_Exercise prompt_: Show every line of the records below that contains the word "toilet", copying each line in full.

Location identification items

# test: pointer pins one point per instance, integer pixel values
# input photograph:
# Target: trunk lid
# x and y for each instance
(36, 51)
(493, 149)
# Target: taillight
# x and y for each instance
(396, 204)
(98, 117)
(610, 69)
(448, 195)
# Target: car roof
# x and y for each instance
==
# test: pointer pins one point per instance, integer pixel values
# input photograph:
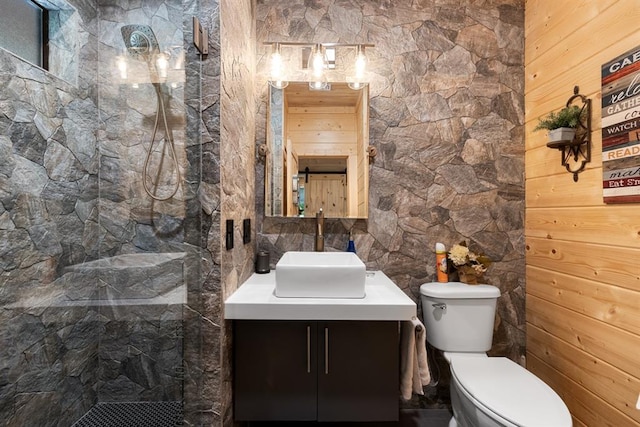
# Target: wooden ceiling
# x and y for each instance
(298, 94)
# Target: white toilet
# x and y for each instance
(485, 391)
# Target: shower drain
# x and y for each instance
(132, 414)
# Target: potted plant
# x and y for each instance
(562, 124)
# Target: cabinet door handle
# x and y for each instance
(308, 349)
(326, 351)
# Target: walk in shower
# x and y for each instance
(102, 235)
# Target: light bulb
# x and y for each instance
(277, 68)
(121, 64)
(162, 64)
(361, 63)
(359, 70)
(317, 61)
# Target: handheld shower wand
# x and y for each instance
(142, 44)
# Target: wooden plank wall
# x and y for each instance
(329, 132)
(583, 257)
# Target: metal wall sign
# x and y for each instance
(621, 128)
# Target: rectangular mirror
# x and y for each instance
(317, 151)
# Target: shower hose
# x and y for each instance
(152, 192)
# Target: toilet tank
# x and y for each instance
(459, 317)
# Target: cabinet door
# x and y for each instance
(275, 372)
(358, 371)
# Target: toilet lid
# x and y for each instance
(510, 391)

_Output for this exercise_:
# Target: white toilet
# Target: toilet tank
# Target: toilet lid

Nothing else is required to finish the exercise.